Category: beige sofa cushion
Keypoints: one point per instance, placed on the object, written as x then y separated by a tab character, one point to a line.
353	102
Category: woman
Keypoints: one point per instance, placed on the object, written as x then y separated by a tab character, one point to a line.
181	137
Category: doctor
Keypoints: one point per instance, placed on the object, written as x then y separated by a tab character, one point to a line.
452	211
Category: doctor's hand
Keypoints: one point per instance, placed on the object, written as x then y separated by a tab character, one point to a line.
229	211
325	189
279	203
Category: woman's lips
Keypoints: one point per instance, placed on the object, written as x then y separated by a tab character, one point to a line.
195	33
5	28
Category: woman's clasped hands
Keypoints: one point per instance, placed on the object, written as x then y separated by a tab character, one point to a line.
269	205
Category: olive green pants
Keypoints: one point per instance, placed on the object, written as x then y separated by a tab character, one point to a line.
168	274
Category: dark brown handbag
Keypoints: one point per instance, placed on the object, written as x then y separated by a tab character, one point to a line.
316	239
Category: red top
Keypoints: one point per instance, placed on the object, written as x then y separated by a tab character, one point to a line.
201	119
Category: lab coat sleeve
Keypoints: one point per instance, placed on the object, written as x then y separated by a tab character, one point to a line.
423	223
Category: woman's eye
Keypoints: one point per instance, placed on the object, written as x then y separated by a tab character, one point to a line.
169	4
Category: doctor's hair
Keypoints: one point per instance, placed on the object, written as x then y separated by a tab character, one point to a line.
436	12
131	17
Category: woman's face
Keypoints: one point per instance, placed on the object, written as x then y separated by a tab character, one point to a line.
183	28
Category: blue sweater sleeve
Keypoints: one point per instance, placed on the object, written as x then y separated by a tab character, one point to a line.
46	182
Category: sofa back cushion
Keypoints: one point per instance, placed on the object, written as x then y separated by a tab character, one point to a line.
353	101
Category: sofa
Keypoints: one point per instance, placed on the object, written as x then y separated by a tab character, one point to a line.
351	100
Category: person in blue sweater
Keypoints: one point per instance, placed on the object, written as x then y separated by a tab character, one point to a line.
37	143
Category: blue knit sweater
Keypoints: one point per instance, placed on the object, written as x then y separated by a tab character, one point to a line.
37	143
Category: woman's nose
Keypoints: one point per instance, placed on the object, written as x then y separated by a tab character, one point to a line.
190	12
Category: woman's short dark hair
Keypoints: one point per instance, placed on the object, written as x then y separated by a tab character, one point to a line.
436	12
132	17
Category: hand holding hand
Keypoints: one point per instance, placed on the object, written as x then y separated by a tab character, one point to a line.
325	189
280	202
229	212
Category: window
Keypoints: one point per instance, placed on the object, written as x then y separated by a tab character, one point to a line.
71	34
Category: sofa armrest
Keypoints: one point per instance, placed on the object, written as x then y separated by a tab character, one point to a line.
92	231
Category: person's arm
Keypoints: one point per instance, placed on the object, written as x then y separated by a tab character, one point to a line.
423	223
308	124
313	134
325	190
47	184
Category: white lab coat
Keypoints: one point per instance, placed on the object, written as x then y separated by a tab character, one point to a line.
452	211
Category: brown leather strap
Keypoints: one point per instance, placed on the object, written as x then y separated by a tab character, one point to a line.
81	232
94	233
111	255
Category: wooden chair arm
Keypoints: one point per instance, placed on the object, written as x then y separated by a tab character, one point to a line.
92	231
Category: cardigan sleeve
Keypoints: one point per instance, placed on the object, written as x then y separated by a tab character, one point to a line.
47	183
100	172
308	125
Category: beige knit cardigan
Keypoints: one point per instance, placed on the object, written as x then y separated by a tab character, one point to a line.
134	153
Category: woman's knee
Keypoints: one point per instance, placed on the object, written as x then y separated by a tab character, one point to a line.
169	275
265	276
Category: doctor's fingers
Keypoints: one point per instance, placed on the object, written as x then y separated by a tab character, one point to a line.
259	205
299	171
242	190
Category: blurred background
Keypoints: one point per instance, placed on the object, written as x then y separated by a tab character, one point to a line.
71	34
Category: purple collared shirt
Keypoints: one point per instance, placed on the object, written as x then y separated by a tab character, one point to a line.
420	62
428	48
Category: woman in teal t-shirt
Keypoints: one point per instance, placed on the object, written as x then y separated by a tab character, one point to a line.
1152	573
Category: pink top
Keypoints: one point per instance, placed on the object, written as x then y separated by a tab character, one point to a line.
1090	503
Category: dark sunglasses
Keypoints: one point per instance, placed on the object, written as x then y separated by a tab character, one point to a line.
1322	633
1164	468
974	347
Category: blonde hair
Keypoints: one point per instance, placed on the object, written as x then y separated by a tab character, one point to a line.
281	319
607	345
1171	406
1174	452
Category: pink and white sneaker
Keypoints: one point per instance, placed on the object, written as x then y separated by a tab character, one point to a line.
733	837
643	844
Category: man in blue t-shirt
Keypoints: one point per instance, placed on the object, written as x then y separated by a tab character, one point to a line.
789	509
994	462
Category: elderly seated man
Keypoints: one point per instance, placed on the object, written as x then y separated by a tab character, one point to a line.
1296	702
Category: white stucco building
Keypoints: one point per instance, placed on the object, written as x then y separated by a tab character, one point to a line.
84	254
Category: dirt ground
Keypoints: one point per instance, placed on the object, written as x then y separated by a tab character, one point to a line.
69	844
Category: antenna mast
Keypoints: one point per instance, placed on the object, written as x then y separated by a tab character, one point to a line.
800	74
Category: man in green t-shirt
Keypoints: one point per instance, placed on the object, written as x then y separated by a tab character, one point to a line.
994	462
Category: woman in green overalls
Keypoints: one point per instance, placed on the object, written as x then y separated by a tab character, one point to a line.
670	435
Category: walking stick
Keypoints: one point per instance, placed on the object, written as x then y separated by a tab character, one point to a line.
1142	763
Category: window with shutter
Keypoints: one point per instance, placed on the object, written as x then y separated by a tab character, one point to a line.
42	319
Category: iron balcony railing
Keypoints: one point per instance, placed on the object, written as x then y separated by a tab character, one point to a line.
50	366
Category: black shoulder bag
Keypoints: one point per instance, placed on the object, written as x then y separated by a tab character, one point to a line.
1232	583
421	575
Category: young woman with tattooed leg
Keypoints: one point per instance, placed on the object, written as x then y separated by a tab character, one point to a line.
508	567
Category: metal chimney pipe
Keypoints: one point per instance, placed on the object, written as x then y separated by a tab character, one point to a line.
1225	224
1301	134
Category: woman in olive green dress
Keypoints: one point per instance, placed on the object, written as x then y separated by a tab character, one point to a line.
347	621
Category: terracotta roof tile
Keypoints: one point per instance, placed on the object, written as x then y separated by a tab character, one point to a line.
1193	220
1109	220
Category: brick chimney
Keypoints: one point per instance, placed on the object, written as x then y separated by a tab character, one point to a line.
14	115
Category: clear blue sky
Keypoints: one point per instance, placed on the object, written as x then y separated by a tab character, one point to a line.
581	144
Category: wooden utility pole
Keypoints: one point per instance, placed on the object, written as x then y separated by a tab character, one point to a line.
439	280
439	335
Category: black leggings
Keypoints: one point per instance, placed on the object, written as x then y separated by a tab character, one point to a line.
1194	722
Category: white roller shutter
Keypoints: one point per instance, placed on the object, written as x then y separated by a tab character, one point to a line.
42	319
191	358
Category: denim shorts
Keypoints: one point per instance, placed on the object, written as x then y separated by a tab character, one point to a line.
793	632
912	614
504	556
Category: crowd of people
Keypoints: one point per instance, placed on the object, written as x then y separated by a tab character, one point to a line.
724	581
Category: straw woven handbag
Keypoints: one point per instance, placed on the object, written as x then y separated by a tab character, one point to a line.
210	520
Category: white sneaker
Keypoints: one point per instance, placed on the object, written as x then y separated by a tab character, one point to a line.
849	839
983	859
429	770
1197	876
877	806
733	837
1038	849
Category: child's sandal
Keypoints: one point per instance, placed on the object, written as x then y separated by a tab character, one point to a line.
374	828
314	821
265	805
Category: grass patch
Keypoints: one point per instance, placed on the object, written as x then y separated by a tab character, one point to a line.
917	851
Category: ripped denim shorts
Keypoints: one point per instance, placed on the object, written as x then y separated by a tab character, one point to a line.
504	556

┄┄┄┄┄┄┄┄┄┄┄┄┄┄┄┄┄┄┄┄

Please repeat the records from the line containing "Category: crowd of people" through the end of the records, both ends included, substituting "item" for "instance" and leaving everything else unchanged.

Category: crowd of people
Keypoints: one point per item, placed on the object, written as x then y separated by a tab character, one point to a line.
724	581
Category: straw woven handbag
Keypoints: one point per item, placed on the object, written as x then y separated by a tab character, one point to a line.
210	520
Category: white sneaker
Keypoints: one point per item, placed on the object, written as x then y separated by a tab character, one point to a line.
849	839
983	859
429	770
1197	876
877	806
733	837
1038	849
Category: child's sandal
Keypoints: one point per item, placed on the object, written as x then y separated by a tab character, one point to a line.
374	828
314	821
265	805
Category: grass patch
Keypoints: one point per item, placed on the object, written as x then y separated by a tab character, one point to a line.
917	851
Category: ripped denim shorts
Keypoints: one point per item, placed on the object, written as x then y separated by a tab character, one point to a line.
504	556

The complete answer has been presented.